• _Your task_
Whenever a line in the data holds the string "sock", pull that line out.

• _Data excerpts_

-*-*-

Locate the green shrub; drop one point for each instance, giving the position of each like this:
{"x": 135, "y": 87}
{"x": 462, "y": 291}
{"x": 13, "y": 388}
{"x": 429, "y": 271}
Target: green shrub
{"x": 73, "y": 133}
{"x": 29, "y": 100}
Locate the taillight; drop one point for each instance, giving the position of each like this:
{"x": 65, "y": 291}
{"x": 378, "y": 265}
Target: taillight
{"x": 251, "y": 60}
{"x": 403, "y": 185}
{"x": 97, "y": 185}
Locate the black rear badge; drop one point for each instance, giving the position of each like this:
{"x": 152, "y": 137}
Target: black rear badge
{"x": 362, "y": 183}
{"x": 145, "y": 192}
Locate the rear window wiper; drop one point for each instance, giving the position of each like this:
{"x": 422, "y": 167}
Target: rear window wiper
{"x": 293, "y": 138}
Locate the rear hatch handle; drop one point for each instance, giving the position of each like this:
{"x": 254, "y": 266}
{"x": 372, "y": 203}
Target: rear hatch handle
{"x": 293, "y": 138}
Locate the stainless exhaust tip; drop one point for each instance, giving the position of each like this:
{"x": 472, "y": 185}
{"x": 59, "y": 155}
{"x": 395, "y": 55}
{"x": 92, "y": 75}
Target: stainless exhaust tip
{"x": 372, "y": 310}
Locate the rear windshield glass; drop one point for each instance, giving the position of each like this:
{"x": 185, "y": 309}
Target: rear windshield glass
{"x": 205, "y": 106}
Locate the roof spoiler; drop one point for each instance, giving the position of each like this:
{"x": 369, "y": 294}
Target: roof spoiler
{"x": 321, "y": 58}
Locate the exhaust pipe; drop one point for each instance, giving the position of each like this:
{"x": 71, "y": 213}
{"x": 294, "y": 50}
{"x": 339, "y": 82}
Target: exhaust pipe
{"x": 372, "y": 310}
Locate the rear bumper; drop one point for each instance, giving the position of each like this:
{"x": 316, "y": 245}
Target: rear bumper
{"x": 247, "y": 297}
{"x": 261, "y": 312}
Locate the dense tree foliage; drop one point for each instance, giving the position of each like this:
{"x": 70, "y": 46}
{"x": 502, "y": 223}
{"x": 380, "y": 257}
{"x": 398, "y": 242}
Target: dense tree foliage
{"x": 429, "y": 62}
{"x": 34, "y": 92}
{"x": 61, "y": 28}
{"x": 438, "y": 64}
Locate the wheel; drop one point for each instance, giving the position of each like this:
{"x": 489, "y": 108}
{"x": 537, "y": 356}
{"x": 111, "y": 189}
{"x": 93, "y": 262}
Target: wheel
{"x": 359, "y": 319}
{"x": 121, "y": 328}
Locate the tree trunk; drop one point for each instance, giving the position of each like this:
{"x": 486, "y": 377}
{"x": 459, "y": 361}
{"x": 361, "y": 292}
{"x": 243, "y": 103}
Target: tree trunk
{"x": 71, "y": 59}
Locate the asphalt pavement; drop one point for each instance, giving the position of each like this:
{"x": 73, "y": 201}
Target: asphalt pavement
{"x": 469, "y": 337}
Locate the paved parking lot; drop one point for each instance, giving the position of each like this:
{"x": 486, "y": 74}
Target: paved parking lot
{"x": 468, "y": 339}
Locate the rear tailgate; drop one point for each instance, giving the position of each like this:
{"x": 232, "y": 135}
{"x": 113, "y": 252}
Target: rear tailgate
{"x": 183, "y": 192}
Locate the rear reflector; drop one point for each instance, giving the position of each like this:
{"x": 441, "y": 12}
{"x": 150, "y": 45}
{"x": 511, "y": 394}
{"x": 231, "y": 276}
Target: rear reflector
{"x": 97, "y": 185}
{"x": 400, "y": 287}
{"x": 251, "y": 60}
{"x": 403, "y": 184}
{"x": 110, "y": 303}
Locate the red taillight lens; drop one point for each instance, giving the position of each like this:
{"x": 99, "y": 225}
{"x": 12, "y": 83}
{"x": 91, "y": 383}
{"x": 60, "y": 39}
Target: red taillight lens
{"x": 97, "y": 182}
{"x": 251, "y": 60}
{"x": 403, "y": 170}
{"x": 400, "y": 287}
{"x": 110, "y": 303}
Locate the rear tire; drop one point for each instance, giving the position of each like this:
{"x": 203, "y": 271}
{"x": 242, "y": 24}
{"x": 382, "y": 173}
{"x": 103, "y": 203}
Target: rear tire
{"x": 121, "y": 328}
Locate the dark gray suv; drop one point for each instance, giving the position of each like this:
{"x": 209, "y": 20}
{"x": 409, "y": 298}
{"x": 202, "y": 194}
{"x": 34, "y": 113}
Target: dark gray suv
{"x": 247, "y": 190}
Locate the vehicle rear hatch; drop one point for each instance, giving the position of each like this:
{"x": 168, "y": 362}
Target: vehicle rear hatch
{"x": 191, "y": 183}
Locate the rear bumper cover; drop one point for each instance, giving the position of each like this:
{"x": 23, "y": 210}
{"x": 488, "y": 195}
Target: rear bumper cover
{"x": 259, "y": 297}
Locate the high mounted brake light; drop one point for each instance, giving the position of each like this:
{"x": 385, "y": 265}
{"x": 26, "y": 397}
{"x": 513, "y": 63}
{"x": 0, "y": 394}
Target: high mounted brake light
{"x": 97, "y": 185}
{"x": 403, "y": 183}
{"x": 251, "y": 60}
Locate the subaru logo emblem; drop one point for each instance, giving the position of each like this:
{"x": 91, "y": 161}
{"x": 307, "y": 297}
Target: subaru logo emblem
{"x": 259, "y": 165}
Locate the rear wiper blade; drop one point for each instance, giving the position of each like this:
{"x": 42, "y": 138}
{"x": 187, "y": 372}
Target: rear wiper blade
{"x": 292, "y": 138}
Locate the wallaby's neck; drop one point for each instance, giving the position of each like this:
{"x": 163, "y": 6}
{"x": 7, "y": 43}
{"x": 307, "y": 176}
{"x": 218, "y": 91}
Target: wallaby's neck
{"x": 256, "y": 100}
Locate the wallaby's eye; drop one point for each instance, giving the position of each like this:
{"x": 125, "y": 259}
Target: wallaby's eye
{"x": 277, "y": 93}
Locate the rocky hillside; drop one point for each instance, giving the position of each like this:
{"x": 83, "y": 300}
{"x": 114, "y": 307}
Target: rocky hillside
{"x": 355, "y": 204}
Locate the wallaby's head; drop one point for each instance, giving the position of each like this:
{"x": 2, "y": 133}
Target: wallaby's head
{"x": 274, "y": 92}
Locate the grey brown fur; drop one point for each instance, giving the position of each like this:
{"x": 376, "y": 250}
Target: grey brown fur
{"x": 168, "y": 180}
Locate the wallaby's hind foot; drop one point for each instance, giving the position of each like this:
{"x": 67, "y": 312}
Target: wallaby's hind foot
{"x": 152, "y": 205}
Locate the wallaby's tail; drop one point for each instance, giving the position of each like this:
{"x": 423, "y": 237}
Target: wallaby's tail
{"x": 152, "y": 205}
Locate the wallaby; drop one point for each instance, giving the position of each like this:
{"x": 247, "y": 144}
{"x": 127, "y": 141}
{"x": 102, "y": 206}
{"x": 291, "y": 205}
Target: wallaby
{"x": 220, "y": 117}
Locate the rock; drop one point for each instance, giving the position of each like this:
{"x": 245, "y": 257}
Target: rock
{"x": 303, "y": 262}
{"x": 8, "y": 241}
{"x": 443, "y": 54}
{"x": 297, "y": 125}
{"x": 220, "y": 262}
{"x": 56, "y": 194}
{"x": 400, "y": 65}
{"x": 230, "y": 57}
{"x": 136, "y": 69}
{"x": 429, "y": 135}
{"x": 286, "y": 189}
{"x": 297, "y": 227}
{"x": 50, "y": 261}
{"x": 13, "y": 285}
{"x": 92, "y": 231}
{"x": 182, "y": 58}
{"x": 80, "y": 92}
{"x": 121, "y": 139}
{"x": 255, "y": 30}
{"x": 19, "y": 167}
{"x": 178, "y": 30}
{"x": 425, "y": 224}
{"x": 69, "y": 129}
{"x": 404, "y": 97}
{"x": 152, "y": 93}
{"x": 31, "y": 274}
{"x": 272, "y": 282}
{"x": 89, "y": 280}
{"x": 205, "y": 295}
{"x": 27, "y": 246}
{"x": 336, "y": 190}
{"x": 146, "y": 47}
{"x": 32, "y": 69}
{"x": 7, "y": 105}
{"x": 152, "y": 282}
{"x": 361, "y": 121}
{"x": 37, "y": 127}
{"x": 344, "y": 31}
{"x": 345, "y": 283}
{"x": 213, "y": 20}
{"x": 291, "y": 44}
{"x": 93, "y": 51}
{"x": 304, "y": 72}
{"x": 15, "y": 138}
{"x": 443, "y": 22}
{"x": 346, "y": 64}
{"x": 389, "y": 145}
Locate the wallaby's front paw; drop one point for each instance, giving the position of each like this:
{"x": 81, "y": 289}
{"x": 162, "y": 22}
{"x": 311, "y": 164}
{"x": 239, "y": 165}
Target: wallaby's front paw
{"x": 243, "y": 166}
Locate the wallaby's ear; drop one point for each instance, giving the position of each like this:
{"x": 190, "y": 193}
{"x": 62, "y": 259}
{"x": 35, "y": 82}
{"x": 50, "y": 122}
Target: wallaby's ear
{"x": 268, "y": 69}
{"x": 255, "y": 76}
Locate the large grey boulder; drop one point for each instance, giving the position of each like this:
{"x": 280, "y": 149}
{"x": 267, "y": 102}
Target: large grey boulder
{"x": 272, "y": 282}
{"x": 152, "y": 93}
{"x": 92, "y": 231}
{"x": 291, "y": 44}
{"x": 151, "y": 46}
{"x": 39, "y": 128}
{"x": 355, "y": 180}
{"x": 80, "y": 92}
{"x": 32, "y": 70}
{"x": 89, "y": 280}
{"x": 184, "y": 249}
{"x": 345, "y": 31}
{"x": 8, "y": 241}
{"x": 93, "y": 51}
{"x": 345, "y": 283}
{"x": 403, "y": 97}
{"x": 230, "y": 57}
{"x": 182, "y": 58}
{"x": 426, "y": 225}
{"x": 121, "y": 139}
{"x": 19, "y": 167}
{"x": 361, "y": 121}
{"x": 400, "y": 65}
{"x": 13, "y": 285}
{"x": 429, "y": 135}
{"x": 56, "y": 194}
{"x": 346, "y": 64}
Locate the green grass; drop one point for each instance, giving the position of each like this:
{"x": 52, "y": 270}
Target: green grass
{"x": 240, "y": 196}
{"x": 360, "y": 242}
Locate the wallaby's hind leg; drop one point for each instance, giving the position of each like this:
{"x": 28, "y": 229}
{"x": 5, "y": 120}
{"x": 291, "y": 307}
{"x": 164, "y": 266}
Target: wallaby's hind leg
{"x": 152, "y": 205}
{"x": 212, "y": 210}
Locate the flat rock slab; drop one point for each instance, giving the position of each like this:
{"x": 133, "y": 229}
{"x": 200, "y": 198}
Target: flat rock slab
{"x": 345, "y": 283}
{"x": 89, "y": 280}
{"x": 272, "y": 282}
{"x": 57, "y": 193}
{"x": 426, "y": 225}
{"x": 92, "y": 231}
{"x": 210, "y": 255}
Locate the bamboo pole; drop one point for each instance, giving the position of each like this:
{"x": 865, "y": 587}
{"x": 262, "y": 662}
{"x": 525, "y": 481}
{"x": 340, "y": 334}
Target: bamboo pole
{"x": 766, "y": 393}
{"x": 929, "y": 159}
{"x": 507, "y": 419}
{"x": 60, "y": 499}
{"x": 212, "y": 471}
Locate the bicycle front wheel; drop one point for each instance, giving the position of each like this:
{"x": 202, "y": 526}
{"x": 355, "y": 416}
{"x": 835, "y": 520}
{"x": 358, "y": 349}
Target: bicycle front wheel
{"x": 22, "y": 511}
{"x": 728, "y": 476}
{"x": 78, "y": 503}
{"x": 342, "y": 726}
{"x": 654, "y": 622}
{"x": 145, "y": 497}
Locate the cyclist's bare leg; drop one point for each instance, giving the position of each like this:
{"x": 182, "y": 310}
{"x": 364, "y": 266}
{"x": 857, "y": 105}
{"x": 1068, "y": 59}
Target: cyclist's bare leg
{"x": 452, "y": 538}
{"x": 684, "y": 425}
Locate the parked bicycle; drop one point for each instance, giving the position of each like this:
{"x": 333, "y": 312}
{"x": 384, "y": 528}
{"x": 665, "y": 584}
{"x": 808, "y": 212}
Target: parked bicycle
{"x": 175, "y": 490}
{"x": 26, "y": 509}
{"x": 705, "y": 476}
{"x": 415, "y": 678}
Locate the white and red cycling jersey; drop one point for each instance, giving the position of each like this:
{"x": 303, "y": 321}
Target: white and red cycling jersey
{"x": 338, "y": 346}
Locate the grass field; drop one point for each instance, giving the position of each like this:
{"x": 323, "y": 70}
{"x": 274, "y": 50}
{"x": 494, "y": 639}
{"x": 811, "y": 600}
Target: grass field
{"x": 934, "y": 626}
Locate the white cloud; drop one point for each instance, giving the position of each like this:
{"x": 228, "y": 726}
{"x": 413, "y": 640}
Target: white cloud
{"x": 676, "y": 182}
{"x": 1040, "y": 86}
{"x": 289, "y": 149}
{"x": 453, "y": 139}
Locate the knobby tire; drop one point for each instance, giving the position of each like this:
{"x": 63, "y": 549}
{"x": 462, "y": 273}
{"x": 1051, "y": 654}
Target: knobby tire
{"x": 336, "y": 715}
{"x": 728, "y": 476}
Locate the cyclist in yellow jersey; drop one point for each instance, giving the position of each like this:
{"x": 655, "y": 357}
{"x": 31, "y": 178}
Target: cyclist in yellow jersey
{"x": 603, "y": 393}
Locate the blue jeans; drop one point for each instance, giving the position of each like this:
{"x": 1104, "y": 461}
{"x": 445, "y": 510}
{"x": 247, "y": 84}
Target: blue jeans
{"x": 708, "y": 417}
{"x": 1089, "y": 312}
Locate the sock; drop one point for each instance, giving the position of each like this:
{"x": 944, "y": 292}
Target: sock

-*-*-

• _Response area_
Locate the sock; drop one point for each instance, giving the position of each like this:
Target: sock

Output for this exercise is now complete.